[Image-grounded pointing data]
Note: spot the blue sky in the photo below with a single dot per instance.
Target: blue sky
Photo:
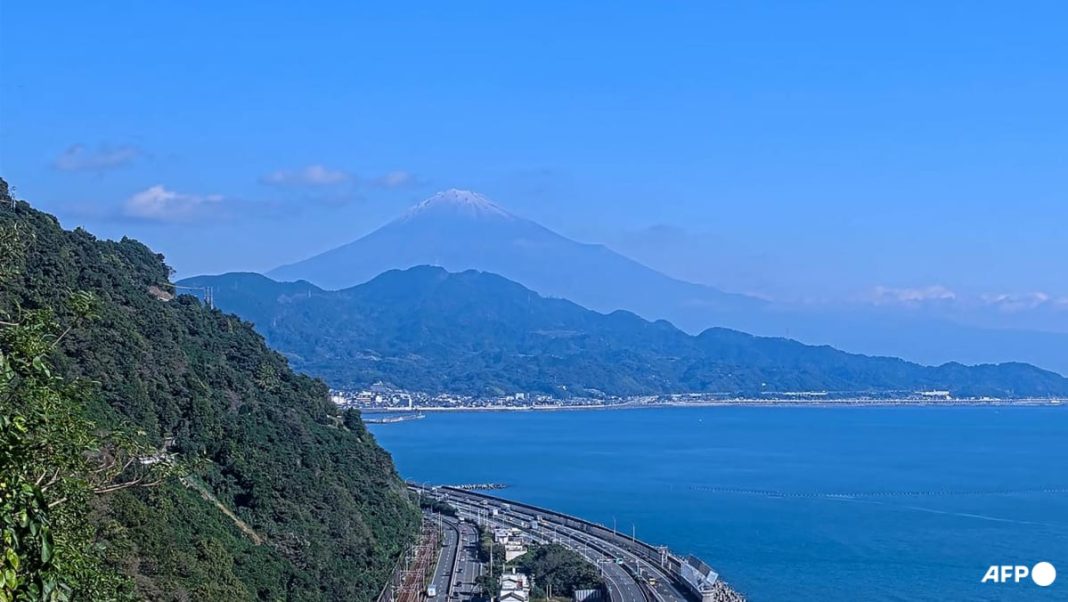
(813, 151)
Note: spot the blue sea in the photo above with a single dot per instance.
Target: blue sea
(907, 503)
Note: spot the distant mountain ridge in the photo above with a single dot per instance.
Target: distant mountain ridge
(459, 231)
(426, 329)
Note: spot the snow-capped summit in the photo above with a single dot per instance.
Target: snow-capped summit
(464, 202)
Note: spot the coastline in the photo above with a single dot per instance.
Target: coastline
(726, 404)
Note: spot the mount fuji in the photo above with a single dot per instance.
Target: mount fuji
(458, 230)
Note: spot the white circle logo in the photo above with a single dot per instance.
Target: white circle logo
(1043, 574)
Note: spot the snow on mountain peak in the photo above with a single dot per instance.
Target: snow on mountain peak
(462, 202)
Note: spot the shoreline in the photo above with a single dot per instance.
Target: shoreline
(728, 404)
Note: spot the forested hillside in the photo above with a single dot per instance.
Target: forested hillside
(426, 329)
(317, 509)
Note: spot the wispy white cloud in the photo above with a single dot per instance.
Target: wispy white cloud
(159, 204)
(885, 295)
(1017, 301)
(311, 175)
(398, 178)
(78, 157)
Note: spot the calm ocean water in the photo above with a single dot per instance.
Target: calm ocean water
(788, 503)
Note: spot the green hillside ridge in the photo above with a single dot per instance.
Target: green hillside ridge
(426, 329)
(249, 434)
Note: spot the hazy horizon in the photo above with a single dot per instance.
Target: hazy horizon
(880, 156)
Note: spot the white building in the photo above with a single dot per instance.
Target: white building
(515, 587)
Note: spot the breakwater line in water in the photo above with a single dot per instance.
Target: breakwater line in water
(889, 493)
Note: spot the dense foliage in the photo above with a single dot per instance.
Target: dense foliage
(559, 570)
(425, 329)
(283, 496)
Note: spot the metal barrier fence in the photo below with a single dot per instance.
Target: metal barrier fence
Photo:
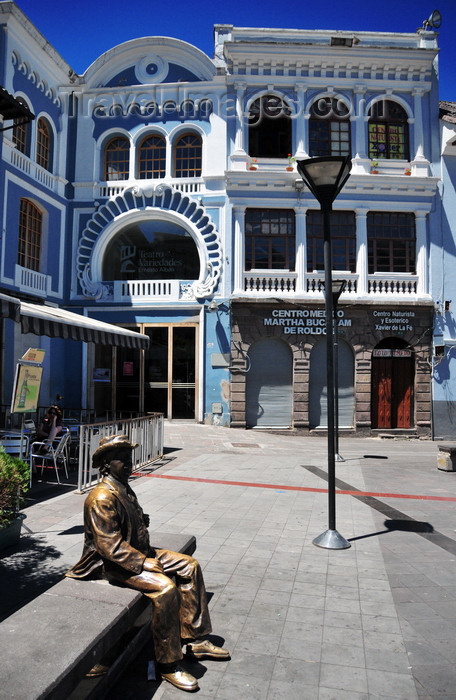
(146, 430)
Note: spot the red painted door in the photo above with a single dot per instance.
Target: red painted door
(392, 390)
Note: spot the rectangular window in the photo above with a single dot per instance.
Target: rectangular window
(391, 242)
(270, 239)
(343, 237)
(29, 245)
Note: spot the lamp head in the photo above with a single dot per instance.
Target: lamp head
(325, 176)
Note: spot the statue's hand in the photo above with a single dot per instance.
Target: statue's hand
(152, 565)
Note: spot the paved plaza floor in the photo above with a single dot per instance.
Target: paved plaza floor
(376, 621)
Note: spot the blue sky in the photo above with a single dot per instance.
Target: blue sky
(83, 30)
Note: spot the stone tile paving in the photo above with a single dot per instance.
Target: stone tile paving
(372, 622)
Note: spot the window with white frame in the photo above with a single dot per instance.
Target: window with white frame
(30, 235)
(391, 240)
(270, 240)
(329, 128)
(388, 131)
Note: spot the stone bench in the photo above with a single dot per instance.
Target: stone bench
(50, 644)
(446, 458)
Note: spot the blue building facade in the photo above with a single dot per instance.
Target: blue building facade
(158, 192)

• Task item: For the word "metal", go through the records and show each line that carries it.

• Result of this task:
Note: spot the metal barrier fence in the photo below with a single dot per instance.
Target: metal barrier fence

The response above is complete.